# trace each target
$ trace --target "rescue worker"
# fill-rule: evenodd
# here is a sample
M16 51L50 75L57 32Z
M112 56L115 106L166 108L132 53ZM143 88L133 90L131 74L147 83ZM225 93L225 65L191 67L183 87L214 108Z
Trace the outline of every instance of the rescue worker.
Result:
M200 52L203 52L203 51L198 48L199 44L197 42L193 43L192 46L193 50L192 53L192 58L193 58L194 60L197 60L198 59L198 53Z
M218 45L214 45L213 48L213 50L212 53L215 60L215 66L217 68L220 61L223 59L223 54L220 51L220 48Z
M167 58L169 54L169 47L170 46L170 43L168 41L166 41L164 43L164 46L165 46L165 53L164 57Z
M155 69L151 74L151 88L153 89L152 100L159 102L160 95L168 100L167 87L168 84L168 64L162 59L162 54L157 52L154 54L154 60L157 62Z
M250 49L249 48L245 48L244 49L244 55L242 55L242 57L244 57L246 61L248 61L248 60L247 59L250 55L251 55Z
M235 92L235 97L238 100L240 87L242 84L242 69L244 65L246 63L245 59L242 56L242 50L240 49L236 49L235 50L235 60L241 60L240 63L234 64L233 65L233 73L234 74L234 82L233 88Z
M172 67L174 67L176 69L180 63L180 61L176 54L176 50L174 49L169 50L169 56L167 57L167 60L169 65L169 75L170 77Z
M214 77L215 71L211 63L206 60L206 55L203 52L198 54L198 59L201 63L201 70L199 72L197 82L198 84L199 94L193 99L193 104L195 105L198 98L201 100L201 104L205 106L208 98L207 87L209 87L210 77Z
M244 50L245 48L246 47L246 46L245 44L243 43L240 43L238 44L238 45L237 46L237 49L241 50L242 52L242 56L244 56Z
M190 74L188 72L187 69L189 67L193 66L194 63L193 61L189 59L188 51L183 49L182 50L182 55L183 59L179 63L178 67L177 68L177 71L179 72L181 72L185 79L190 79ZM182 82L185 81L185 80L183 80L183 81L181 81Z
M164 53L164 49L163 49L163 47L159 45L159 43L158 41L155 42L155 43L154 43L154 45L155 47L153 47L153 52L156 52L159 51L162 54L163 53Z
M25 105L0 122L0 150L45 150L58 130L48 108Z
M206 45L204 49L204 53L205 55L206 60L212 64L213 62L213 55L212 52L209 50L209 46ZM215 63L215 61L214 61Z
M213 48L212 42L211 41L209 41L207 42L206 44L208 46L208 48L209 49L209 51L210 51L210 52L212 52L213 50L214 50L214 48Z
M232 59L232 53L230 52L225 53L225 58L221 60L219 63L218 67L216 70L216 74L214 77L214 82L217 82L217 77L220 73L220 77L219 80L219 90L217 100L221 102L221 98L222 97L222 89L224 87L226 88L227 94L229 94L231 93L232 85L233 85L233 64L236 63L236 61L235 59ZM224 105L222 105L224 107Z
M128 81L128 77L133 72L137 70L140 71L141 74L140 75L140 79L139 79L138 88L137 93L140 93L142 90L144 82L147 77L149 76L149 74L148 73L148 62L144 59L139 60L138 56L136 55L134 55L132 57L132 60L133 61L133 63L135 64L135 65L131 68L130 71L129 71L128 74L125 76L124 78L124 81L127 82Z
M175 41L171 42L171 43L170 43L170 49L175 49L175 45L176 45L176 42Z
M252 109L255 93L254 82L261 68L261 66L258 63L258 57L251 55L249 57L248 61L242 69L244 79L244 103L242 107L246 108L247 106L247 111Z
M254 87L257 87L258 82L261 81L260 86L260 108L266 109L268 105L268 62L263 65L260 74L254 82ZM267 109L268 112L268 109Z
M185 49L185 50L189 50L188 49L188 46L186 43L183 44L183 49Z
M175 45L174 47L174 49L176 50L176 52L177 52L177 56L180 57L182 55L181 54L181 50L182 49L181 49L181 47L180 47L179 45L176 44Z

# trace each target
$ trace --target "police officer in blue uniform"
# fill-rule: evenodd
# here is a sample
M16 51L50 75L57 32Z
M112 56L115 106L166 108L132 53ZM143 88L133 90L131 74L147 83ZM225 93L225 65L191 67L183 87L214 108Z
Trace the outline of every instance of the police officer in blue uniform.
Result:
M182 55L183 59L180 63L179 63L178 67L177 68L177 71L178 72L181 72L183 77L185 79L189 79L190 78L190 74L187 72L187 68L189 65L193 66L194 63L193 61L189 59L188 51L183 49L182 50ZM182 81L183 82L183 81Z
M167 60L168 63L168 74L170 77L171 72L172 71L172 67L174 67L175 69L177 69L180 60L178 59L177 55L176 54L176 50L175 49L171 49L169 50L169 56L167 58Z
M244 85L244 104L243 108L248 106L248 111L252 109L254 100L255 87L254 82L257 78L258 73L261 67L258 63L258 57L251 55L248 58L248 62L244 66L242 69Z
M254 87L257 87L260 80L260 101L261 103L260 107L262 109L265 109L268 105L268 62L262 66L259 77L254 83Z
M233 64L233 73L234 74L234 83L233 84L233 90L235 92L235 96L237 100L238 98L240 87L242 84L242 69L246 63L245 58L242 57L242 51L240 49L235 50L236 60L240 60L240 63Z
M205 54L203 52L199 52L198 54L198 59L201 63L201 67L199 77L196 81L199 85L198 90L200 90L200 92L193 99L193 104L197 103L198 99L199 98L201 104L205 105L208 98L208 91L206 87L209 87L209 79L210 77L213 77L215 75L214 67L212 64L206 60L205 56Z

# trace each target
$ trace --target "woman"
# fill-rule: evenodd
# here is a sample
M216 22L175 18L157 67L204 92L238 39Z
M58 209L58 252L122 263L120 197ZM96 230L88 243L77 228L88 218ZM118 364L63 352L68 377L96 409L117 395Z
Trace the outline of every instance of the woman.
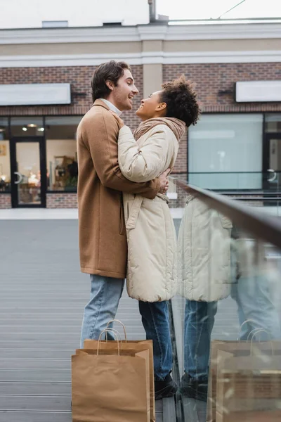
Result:
M141 182L158 177L176 159L185 127L195 124L200 109L192 85L184 75L162 85L141 101L142 123L133 135L122 126L118 160L123 175ZM167 300L176 293L176 239L166 196L154 200L123 194L128 241L127 290L138 300L147 338L153 340L155 399L173 395L172 350Z

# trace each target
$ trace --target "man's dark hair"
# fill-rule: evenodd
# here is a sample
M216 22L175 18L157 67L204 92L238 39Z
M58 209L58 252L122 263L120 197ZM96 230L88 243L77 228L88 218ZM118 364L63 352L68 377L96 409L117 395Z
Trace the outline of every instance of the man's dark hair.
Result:
M163 84L162 89L161 101L166 103L166 117L180 119L188 127L196 124L200 108L194 84L182 75L171 82Z
M125 62L116 62L114 60L100 65L95 70L91 81L93 102L98 98L106 98L111 91L106 84L106 81L111 81L115 86L118 79L124 75L124 69L131 72L130 66Z

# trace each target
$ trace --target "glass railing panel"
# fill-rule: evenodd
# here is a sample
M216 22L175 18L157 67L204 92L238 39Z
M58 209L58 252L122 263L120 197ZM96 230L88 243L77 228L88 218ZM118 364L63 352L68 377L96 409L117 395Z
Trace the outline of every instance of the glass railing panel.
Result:
M183 421L280 420L281 251L260 238L259 223L254 234L199 196L176 193L172 309Z

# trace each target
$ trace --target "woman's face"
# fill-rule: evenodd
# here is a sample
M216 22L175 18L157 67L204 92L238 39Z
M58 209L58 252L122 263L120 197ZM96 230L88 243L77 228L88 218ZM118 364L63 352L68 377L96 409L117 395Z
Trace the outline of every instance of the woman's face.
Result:
M166 103L160 102L161 92L157 91L152 94L148 98L141 100L136 114L143 121L165 115L166 105Z

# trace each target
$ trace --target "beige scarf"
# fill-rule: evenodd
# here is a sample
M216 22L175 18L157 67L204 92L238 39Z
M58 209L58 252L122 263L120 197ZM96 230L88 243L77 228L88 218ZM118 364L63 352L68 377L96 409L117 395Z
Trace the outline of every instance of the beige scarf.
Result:
M157 124L166 124L171 129L178 141L185 133L185 123L183 120L176 119L175 117L155 117L155 119L148 119L140 123L139 127L133 132L133 136L136 141Z

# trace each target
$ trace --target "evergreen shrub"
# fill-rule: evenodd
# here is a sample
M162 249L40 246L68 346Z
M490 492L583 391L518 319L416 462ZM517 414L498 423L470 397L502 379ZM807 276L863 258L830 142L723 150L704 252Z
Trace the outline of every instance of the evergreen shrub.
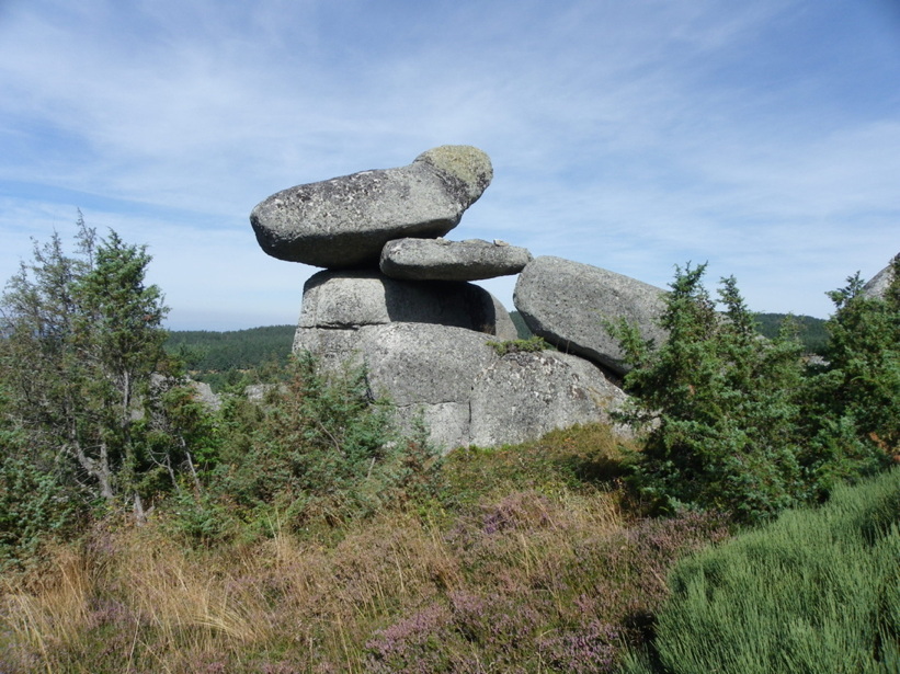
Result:
M900 470L679 562L647 674L897 672ZM651 664L654 663L654 664Z

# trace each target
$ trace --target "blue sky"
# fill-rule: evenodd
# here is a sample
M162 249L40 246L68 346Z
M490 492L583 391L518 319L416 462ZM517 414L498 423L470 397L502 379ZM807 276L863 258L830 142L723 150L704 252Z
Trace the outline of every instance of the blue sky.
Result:
M445 144L494 167L448 238L824 318L900 251L900 2L0 0L2 279L80 208L170 328L293 323L253 206Z

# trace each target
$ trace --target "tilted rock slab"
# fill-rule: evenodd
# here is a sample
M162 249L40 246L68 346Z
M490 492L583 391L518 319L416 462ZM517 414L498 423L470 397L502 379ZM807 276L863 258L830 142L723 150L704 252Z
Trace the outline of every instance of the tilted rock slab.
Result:
M596 365L577 356L552 351L510 353L475 382L469 442L492 447L576 424L613 423L610 411L626 399ZM617 431L630 435L624 426Z
M410 281L479 281L517 274L531 262L527 249L503 241L398 239L381 251L381 273Z
M273 194L250 214L257 241L278 260L329 269L377 266L392 239L441 237L490 184L490 158L445 145L397 169L362 171Z
M298 330L355 330L391 322L454 325L494 339L516 339L515 324L500 300L470 283L413 283L358 270L319 272L304 285Z
M590 264L542 256L529 262L515 284L513 304L531 330L567 353L625 374L628 366L603 321L624 318L645 340L667 339L658 320L665 290Z
M863 286L863 296L869 298L885 299L888 294L888 286L893 281L893 264L900 259L900 253L897 253L884 270L871 277L866 285Z
M326 367L365 363L377 397L397 405L411 430L422 415L430 441L444 450L536 438L558 427L608 421L625 395L594 365L560 353L499 356L490 335L429 323L298 331L295 351Z

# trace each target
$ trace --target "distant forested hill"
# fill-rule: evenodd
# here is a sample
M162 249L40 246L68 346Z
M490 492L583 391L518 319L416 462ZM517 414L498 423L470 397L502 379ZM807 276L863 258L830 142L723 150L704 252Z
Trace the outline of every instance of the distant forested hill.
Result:
M181 355L191 370L243 370L284 358L290 353L296 329L296 325L270 325L228 332L173 331L169 333L166 349Z
M531 336L519 311L513 311L511 316L520 336ZM757 313L760 332L768 338L775 336L784 318L784 313ZM820 352L828 341L824 321L810 316L798 316L795 320L799 323L800 340L807 350ZM233 376L226 378L224 375L259 368L265 363L285 358L290 353L295 330L295 325L270 325L228 332L174 331L169 333L166 347L169 353L180 355L196 378L218 387L235 379Z
M760 332L772 339L778 334L778 328L786 318L785 313L757 313L756 321ZM811 316L795 316L799 328L800 341L811 353L821 353L828 343L828 332L825 321Z

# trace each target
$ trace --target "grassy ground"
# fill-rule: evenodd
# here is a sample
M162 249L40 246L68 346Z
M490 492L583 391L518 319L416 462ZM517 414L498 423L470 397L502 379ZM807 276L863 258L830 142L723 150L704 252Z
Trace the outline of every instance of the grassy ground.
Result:
M612 672L720 519L649 519L603 426L460 449L440 498L198 548L106 522L2 586L0 671Z

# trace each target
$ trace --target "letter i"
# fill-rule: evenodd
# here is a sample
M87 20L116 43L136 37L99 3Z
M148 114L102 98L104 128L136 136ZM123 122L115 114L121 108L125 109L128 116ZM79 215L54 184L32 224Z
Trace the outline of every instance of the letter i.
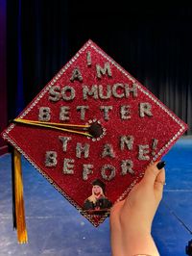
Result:
M86 63L87 65L90 66L91 65L91 56L90 56L90 52L86 53Z

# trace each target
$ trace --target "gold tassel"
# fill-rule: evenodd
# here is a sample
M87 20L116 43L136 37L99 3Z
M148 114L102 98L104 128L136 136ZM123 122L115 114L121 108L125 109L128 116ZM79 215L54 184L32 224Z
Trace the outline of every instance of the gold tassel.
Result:
M19 243L28 243L25 222L25 207L23 199L23 183L21 169L21 154L14 149L14 192L17 240Z

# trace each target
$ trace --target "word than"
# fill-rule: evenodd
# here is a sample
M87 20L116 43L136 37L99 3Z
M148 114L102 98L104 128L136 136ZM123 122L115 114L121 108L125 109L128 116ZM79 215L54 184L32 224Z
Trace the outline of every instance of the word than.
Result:
M71 141L71 137L59 137L60 141L62 144L62 151L67 152L67 146L68 143ZM133 141L134 138L133 136L121 136L119 139L119 145L120 150L133 150ZM155 150L155 144L156 148L157 145L157 140L153 139L152 142L152 148ZM154 155L155 151L151 152L150 145L149 144L138 144L138 153L137 153L137 159L139 161L149 161L150 160L150 154ZM88 159L89 157L89 149L90 144L89 143L81 143L77 142L75 153L76 158L81 159ZM105 158L115 158L115 151L113 149L113 146L109 143L106 143L103 145L102 150L100 151L101 155L98 157L105 159ZM57 151L46 151L45 153L45 166L46 167L56 167L58 165L58 153ZM62 173L67 175L73 175L74 174L74 166L75 166L75 160L72 158L64 158L63 160L63 167L62 167ZM126 175L128 173L133 175L133 162L131 159L121 160L121 175ZM83 180L87 180L88 175L93 173L94 166L91 164L83 165ZM112 165L104 165L101 167L101 175L104 180L110 181L112 180L116 175L116 168Z

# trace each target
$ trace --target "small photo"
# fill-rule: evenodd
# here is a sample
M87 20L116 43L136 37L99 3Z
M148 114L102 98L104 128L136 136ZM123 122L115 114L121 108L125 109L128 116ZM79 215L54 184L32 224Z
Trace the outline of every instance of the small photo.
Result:
M84 211L87 214L103 215L109 211L111 201L106 196L106 185L100 179L92 182L92 194L85 199Z

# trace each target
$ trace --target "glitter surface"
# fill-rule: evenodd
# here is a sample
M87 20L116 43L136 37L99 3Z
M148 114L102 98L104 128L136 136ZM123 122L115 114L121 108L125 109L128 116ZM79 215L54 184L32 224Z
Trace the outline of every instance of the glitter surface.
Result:
M47 111L39 113L42 109ZM166 154L187 129L182 120L91 40L17 118L40 118L47 124L83 125L95 120L101 124L103 134L92 140L24 124L11 124L2 133L95 226L108 212L93 215L83 211L84 200L92 193L92 181L98 178L106 184L106 195L112 203L125 198L142 178L147 165ZM46 165L46 152L56 152L57 165Z

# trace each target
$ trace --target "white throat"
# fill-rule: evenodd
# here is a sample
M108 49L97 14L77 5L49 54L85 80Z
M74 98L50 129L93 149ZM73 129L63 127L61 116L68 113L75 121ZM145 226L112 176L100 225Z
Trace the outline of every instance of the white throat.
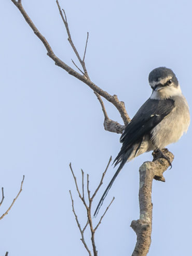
────────────────
**BRIEF**
Return every line of the material above that contains the word "tilted", copying each such line in full.

**THE OUTPUT**
$ trace --target "tilted rock slab"
Trace the outline of every instance of the tilted rock slab.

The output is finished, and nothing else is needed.